SUPPLIED RECORDS
[BEGIN]
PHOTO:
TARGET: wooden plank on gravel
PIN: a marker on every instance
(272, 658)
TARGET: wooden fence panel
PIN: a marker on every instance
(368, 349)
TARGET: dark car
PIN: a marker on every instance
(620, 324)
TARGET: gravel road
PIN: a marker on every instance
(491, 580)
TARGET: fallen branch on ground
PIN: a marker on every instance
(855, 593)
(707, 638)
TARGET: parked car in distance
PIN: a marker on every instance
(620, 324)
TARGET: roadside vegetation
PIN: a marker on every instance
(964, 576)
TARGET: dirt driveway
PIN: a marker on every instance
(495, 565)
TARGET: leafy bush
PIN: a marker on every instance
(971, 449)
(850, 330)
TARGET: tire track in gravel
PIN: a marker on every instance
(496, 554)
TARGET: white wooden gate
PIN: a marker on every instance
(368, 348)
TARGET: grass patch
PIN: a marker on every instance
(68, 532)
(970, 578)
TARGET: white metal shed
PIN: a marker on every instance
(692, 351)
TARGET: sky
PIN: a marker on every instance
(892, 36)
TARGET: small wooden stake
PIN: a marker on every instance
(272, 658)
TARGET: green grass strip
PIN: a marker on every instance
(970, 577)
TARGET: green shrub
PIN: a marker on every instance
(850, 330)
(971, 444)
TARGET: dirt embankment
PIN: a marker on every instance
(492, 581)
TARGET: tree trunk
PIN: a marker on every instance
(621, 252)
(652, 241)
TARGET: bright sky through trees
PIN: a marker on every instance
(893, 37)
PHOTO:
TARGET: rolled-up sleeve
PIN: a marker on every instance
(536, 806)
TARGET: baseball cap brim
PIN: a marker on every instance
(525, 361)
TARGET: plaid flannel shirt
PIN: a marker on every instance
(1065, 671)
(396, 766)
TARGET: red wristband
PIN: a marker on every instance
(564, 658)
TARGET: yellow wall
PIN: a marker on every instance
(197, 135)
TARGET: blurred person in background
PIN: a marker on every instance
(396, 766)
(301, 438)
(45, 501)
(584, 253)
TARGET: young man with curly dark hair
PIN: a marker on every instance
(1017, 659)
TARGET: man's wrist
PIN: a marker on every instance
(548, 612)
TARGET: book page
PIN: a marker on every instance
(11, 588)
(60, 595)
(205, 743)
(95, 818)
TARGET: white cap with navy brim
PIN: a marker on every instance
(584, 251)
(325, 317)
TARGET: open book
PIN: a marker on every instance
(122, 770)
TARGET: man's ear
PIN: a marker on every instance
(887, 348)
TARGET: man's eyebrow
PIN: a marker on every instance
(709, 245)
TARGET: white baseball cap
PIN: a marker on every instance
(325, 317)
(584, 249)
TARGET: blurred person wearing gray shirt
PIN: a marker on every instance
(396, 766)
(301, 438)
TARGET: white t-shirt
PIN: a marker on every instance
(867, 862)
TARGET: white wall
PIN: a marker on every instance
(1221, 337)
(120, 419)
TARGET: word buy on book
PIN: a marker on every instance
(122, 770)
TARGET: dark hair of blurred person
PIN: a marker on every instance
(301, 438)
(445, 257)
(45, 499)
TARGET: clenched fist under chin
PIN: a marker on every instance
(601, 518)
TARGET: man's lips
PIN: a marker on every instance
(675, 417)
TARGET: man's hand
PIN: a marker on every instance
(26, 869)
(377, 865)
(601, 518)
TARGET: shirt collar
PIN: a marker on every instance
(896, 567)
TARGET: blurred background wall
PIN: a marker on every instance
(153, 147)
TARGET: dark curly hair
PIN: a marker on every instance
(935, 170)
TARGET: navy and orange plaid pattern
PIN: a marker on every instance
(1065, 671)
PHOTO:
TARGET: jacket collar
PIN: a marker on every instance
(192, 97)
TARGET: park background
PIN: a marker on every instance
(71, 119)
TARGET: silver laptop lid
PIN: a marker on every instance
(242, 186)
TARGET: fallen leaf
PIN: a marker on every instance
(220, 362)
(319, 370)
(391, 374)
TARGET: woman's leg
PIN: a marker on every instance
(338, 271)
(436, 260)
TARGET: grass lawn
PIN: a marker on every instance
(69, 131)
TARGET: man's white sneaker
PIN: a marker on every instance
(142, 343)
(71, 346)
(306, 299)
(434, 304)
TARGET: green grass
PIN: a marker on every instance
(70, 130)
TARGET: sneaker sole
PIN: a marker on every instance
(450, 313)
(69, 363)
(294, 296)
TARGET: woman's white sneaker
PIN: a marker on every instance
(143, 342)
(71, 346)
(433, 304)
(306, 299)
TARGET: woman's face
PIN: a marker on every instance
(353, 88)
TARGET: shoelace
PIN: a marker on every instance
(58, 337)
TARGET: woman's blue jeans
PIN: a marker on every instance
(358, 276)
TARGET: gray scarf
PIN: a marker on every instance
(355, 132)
[END]
Repeat the material above in full, quoting it exactly.

EXERCISE RESULT
PHOTO:
TARGET: wooden plank on gravel
PIN: a marker on every instance
(272, 658)
TARGET: wooden fence panel
PIN: a marker on every instance
(368, 349)
TARGET: dark car
PIN: a marker on every instance
(620, 324)
TARGET: gravel road
PIN: a marker on every instance
(491, 580)
TARGET: fallen branch on ground
PIN: a marker on every instance
(855, 593)
(707, 638)
TARGET: parked car in distance
PIN: a marker on every instance
(620, 324)
TARGET: roadside vegetation
PIN: a marker on every instance
(964, 576)
TARGET: dirt driveway
PIN: a marker on every instance
(495, 565)
TARGET: leafy bush
PIN: a marker on every instance
(971, 449)
(850, 330)
TARGET: tire track in gravel
PIN: a marker on every instance
(496, 554)
TARGET: white wooden gate
PIN: a marker on every instance
(368, 348)
TARGET: grass patch
PIN: a marker on every instance
(68, 532)
(970, 578)
TARGET: white metal shed
PIN: a marker on every instance
(692, 351)
TARGET: sky
PIN: a marker on every instance
(892, 36)
TARGET: small wooden stake
PIN: a marker on every instance
(272, 658)
TARGET: green grass strip
PIN: a marker on every instance
(970, 577)
TARGET: green shrub
PIN: a marker on every instance
(850, 330)
(971, 444)
TARGET: dirt embankment
PIN: a marker on every instance
(492, 581)
TARGET: tree trunk
PIN: a marker on every instance
(621, 252)
(652, 241)
TARGET: bright sky through trees
PIN: a marker on every instance
(893, 37)
PHOTO:
TARGET: rolled-up sleeve
PIN: a marker on every instance
(536, 806)
TARGET: baseball cap brim
PIN: a marker on every instance
(525, 361)
TARGET: plaid flannel shirt
PIN: a marker on every instance
(1065, 671)
(396, 766)
TARGET: red wristband
PIN: a marker on every instance
(564, 658)
TARGET: yellow wall
PIN: a marker on every instance
(197, 135)
TARGET: blurred person in background
PIN: a marker on every instance
(396, 766)
(301, 438)
(45, 501)
(584, 253)
TARGET: young man with curly dark hair
PIN: a marker on every instance
(1017, 659)
TARGET: man's wrist
PIN: a marker on every instance
(548, 612)
TARGET: book page
PIN: a marker on every instance
(11, 588)
(60, 595)
(205, 743)
(95, 818)
TARGET: white cap with navy brim
PIN: a marker on every instance
(584, 251)
(325, 317)
TARGET: open book
PIN: a marker on every instance
(122, 770)
TARGET: man's ear
PIN: a marker on every instance
(887, 348)
TARGET: man's eyebrow
PIN: a marker on every instance
(709, 245)
TARGET: white baseball cap
PIN: a marker on every instance
(325, 317)
(584, 249)
TARGET: blurred person wearing gray shirt
PIN: a marker on every instance
(396, 766)
(301, 438)
TARGET: white t-shirt
PIN: a marker on every instance
(867, 862)
TARGET: white wall
PIN: a marker on every instance
(1221, 337)
(120, 419)
TARGET: word buy on book
PIN: a marker on every instance
(122, 770)
TARGET: dark hair of blurred person
PIN: a marker on every instance
(301, 438)
(445, 257)
(45, 499)
TARGET: clenched fist under chin
PIN: a marker on every instance
(601, 518)
TARGET: man's lips
PIN: a marker on every instance
(675, 417)
TARGET: man's hand
PIN: a marker on every instance
(26, 869)
(377, 865)
(601, 518)
TARGET: shirt collar
PIN: a marker on every instance
(896, 567)
TARGET: blurred background wall
PIN: a marker on every instance
(153, 147)
TARGET: dark curly hair
PIN: a marker on every instance
(935, 170)
TARGET: navy and orange plaid pattern
PIN: a marker on every instance
(1065, 671)
PHOTO:
TARGET: jacket collar
PIN: a marker on every instance
(192, 97)
TARGET: park background
PIN: a marker on every instance
(71, 119)
TARGET: silver laptop lid
PIN: a marker on every instance
(242, 186)
TARGET: fallen leaf
PIN: a marker on every instance
(220, 362)
(319, 370)
(391, 374)
TARGET: woman's leg
PIN: a marker on every instance
(338, 271)
(436, 260)
TARGET: grass lawn
PIN: a marker on every instance
(69, 131)
TARGET: man's white sneaker
PIN: a marker on every instance
(142, 343)
(71, 346)
(306, 299)
(434, 304)
TARGET: green grass
PIN: a marker on every instance
(70, 130)
TARGET: sneaker sole
PIN: a marker on every instance
(450, 313)
(69, 363)
(294, 296)
TARGET: woman's white sneaker
PIN: a marker on every instance
(143, 342)
(71, 346)
(433, 304)
(306, 299)
TARGET: woman's face
PIN: a marker on every instance
(353, 88)
TARGET: shoelace
PIN: a marker on every instance
(58, 337)
TARGET: woman's blue jeans
PIN: a marker on every instance
(358, 276)
TARGET: gray scarf
PIN: a marker on every instance
(355, 132)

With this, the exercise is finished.